> [Exercise requirements]: How many lines in the material below contain the string "bumper"? Case counts, and the reply should be the number alone.

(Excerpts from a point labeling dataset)
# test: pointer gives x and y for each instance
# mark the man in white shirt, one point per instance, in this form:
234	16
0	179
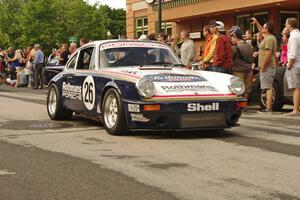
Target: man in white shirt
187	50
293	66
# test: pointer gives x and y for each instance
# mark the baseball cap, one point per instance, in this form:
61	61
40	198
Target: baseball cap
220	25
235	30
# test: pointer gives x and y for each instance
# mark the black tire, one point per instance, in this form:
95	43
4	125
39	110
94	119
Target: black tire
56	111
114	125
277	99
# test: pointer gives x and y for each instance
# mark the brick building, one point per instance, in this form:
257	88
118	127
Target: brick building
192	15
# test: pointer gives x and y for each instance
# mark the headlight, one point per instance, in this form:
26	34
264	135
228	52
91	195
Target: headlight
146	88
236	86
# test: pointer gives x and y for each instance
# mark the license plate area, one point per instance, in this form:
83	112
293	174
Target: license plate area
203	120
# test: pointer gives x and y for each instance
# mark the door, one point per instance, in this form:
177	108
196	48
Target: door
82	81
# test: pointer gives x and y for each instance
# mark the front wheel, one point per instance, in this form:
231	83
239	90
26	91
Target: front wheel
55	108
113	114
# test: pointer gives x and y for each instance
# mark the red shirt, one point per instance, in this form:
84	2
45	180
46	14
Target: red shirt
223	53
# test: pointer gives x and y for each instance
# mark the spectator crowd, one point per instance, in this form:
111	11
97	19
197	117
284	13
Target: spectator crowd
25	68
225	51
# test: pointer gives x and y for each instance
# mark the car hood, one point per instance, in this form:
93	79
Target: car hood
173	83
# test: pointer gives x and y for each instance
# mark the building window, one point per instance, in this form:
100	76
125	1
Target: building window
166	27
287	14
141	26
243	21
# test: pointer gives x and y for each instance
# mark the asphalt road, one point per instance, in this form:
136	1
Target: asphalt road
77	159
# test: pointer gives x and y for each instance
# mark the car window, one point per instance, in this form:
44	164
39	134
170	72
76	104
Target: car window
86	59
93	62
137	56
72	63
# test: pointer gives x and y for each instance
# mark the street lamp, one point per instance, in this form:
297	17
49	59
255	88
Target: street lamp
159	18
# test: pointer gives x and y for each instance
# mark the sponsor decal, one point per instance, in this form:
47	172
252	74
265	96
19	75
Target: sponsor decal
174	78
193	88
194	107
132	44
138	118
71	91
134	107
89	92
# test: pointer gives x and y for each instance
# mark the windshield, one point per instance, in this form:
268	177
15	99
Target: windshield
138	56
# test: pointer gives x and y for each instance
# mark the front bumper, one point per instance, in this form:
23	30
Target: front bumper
--
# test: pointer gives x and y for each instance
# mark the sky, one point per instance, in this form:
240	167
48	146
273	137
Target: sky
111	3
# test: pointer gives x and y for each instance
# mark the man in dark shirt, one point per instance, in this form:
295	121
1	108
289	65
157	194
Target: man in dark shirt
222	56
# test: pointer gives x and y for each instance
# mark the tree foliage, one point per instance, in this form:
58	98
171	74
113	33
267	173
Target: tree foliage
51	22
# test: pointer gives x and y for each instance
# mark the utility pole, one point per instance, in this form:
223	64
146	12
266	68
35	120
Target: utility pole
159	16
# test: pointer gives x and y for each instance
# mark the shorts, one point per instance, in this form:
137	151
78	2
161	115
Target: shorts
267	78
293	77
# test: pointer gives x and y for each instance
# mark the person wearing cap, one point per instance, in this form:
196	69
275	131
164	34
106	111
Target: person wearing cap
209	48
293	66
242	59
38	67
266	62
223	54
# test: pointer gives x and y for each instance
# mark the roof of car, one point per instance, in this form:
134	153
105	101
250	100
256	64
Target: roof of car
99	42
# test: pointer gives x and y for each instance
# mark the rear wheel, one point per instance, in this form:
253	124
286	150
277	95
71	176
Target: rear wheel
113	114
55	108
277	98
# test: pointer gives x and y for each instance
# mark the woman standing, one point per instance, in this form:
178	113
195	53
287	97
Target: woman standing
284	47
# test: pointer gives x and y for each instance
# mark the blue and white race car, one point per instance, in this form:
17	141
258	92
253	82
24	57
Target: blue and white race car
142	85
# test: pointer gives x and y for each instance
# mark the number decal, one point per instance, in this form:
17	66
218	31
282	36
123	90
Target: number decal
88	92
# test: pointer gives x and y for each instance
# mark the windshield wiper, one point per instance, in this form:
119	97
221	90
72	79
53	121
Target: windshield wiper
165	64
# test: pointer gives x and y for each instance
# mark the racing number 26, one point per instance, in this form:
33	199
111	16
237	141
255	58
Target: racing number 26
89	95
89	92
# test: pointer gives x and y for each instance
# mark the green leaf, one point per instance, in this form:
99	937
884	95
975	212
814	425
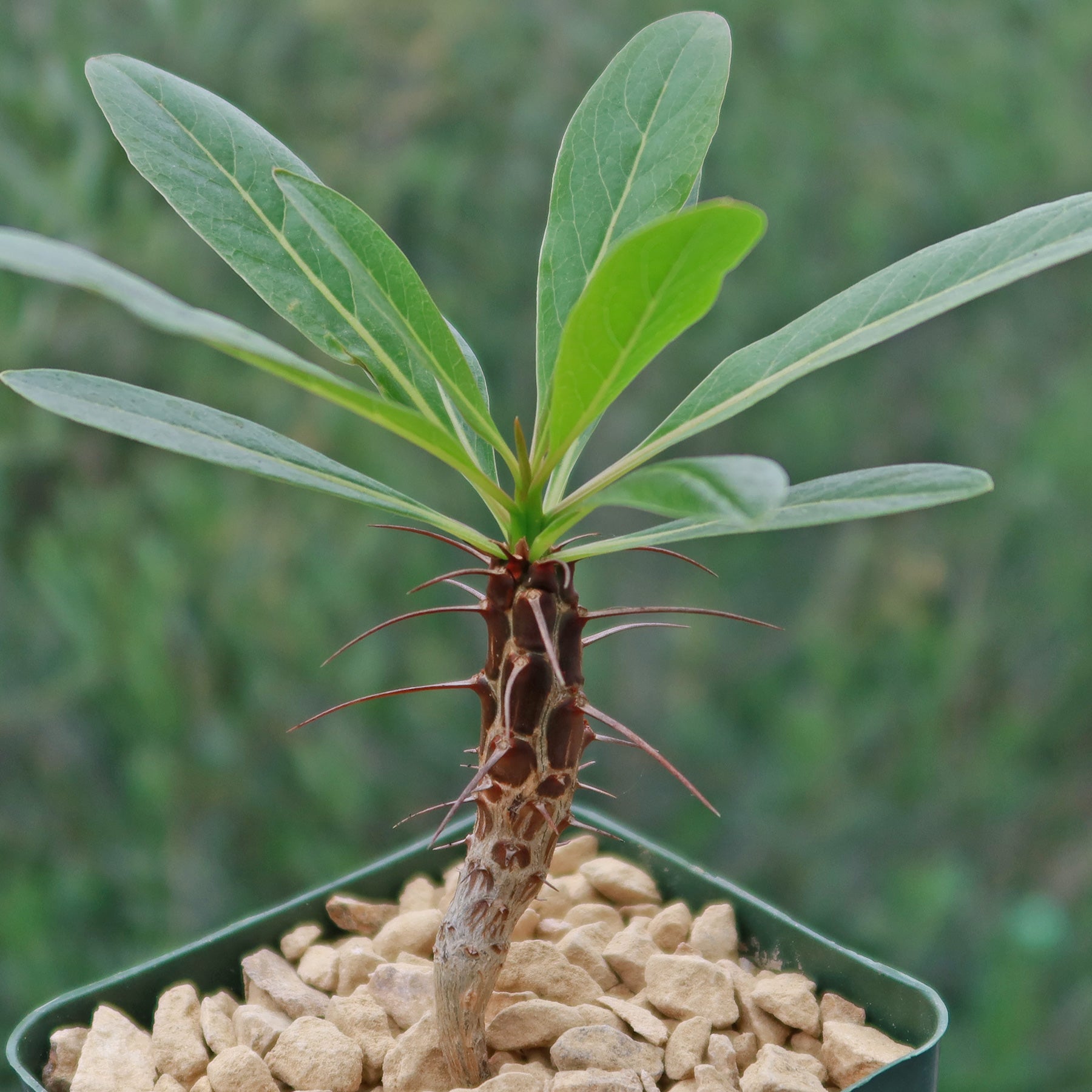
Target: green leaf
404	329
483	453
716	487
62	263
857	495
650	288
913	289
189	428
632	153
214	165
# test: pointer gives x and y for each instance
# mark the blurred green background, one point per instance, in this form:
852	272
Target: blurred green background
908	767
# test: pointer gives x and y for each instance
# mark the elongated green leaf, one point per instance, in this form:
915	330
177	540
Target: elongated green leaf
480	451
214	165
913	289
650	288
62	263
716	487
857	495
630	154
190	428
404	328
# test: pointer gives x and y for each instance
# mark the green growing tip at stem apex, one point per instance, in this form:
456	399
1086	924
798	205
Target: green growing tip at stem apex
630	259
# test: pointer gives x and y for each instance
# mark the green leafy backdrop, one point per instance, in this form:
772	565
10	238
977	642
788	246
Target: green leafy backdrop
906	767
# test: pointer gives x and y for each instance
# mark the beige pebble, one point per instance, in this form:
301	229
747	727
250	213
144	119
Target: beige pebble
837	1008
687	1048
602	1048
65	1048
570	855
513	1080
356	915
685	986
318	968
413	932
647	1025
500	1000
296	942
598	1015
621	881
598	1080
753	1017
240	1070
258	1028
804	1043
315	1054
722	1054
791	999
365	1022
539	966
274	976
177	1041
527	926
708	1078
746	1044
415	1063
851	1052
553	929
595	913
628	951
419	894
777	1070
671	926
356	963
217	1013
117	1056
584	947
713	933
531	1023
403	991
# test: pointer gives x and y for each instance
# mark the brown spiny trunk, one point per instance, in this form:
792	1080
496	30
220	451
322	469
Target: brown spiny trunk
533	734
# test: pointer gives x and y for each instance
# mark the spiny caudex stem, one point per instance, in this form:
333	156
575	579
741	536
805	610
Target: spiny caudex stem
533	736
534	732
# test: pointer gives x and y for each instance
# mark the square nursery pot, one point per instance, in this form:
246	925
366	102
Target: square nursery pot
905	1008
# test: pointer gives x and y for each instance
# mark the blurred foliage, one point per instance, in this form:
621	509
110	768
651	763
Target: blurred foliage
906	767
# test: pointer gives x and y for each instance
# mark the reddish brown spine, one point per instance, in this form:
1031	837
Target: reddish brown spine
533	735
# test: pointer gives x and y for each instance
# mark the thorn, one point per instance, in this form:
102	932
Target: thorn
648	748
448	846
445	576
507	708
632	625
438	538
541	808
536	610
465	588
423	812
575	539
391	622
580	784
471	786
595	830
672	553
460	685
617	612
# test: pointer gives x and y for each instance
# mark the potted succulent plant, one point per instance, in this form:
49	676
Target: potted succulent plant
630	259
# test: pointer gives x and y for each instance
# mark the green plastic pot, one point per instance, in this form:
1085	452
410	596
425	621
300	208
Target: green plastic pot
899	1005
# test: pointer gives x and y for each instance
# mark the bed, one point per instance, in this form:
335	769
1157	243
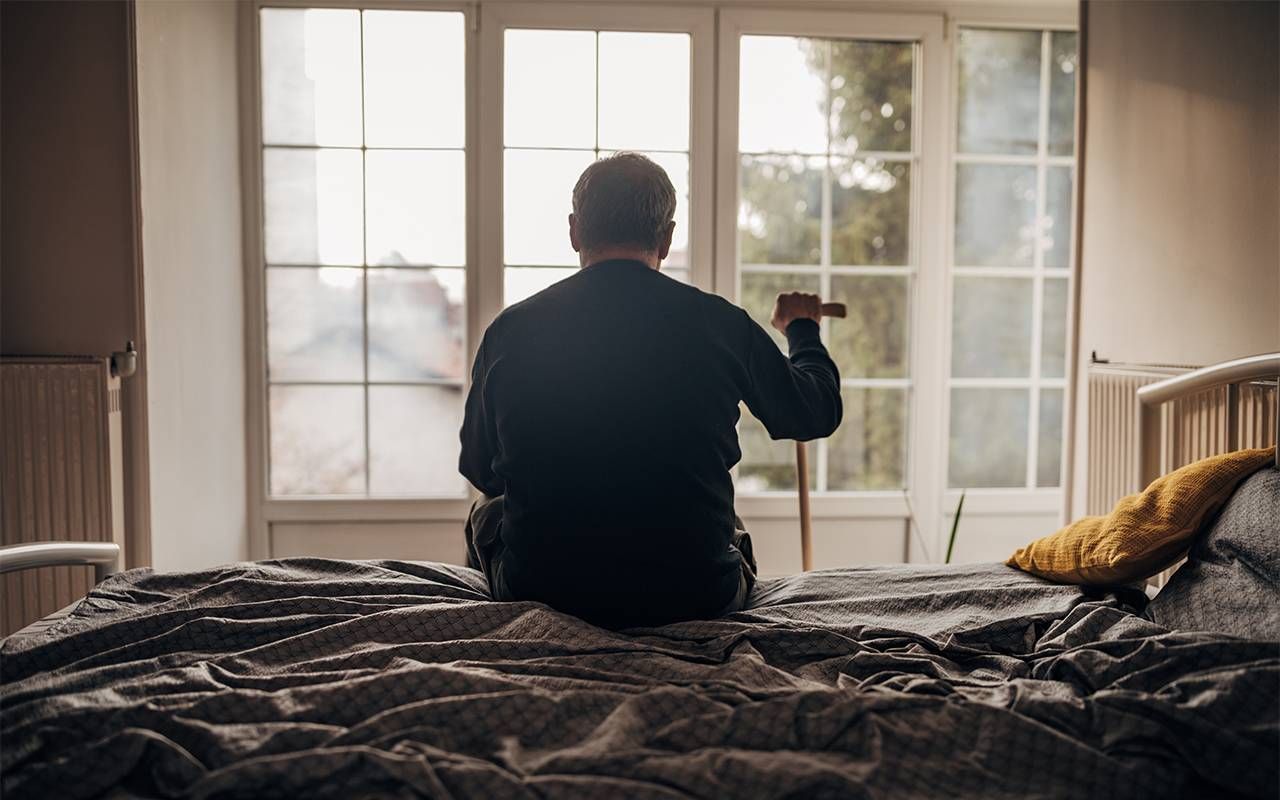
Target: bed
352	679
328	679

> [Answer to this problem]: 2